> _SOURCE DOCUMENT_:
○ ○ ○

Several years later, he unveiled a new hybrid Popemobile that would be partially electric. Francis went a step further, commissioning Osram to install 7,000 LED lights in the Sistine Chapel, cutting energy consumption by 90 per cent. It is now being extended to other Vatican museums.
But how much further could Pope Francis go? There is speculation that in his Encyclical, due in April, or even in a New Year’s speech, he could call for dramatic reform by the Catholic church. It would be similar, but bolder and more practical, than the Ecological Conversion address of Pope John Paul II in 2001.
This could include divestment. No one knows how much the Catholic Church has in its funds. It is likely to be hundreds of billions. The Uniting Church in Australia has voted to divest from fossil fuels. In July, the World Council of Churches, an umbrella group representing over half a billion Christians, announced its plans to fully divest from fossil fuels.

○ ○ ○

> _ACTIVITIES_:
(a) From the passage on Pope Francis and the environment, reproduce the stretch from "But how much" through "II in 2001." word for word.
(b) Answer these from the passage on Pope Francis and the environment:
(i) How many LED lights were installed in the Sistine Chapel?
(ii) In what month is the Encyclical due?
(iii) Which group announced in July its plans to fully divest from fossil fuels?

Items excerpted from a collection
○ ○ ○

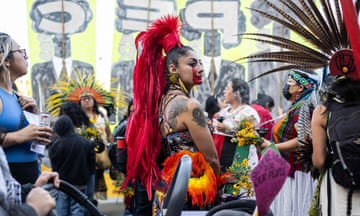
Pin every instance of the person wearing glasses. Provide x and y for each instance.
(18, 132)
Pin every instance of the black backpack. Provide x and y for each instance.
(344, 144)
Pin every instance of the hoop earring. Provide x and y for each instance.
(182, 85)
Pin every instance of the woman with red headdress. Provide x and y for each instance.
(166, 118)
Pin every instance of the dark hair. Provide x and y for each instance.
(172, 57)
(63, 126)
(243, 88)
(211, 106)
(76, 114)
(343, 88)
(264, 100)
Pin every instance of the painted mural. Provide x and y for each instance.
(62, 37)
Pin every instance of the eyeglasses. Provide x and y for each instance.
(22, 51)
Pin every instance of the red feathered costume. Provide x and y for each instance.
(142, 133)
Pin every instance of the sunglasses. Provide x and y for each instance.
(22, 51)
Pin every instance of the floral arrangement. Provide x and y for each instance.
(246, 133)
(92, 134)
(236, 181)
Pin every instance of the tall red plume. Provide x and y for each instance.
(142, 133)
(353, 30)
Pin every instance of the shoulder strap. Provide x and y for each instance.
(22, 118)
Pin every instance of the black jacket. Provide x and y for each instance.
(71, 155)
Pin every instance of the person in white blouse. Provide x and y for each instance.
(236, 96)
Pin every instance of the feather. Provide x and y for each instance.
(322, 27)
(319, 26)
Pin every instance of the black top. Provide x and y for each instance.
(71, 155)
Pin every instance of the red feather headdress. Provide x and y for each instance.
(143, 134)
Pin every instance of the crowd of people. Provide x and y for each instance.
(165, 122)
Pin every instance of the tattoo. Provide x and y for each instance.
(199, 117)
(178, 106)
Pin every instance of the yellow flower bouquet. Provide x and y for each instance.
(236, 181)
(92, 134)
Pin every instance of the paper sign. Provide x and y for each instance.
(268, 177)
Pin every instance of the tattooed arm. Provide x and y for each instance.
(189, 115)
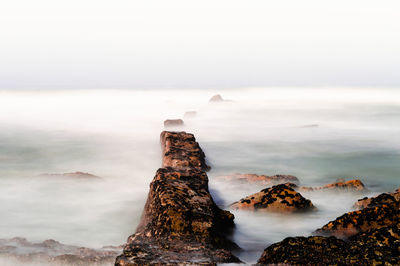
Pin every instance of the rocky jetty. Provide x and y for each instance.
(259, 179)
(173, 123)
(51, 252)
(279, 198)
(340, 185)
(79, 175)
(180, 223)
(373, 247)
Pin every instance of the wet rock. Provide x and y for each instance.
(279, 198)
(180, 223)
(173, 123)
(180, 150)
(374, 247)
(189, 114)
(78, 175)
(382, 199)
(49, 251)
(259, 179)
(363, 220)
(340, 185)
(216, 98)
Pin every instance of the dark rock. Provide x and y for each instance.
(180, 223)
(216, 98)
(189, 114)
(173, 123)
(259, 179)
(341, 185)
(279, 198)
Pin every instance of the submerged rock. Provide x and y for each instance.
(341, 185)
(259, 179)
(173, 123)
(279, 198)
(180, 223)
(373, 247)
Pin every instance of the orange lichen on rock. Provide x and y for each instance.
(279, 198)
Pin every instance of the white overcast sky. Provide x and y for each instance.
(200, 44)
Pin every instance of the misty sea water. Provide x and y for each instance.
(316, 134)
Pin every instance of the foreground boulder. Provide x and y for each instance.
(180, 223)
(374, 247)
(279, 198)
(363, 220)
(51, 252)
(259, 179)
(173, 123)
(341, 185)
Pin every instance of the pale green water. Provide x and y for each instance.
(114, 134)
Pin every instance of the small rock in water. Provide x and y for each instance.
(279, 198)
(173, 123)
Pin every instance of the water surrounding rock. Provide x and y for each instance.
(341, 185)
(279, 198)
(180, 224)
(351, 223)
(173, 123)
(259, 179)
(80, 175)
(51, 252)
(373, 247)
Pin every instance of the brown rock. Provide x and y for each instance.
(341, 185)
(173, 123)
(180, 150)
(259, 179)
(279, 198)
(363, 220)
(180, 223)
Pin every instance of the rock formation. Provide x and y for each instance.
(173, 123)
(180, 223)
(259, 179)
(279, 198)
(374, 247)
(51, 252)
(341, 185)
(216, 98)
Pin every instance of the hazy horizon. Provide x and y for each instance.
(182, 44)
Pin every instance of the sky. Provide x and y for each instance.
(81, 44)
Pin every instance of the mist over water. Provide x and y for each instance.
(316, 134)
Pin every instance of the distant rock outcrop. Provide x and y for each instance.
(259, 179)
(279, 198)
(80, 175)
(181, 224)
(173, 123)
(341, 185)
(51, 252)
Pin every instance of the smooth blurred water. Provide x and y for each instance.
(115, 134)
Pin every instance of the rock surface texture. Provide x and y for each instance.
(259, 179)
(373, 247)
(279, 198)
(351, 185)
(181, 224)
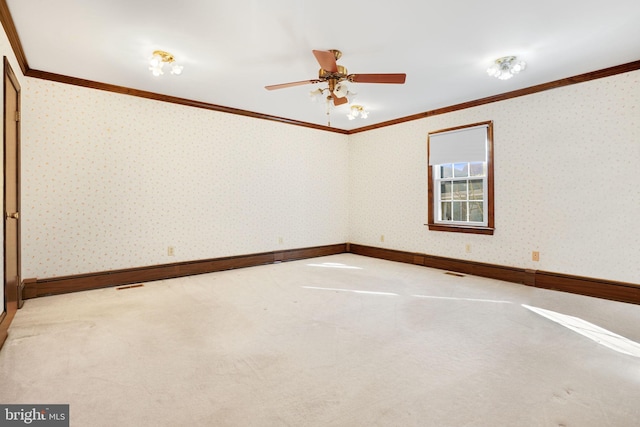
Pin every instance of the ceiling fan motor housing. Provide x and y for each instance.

○ ○ ○

> _SOLUTION SET_:
(a)
But how much further could Pope Francis go? There is speculation that in his Encyclical, due in April, or even in a New Year’s speech, he could call for dramatic reform by the Catholic church. It would be similar, but bolder and more practical, than the Ecological Conversion address of Pope John Paul II in 2001.

(b)
(i) 7,000
(ii) April
(iii) The World Council of Churches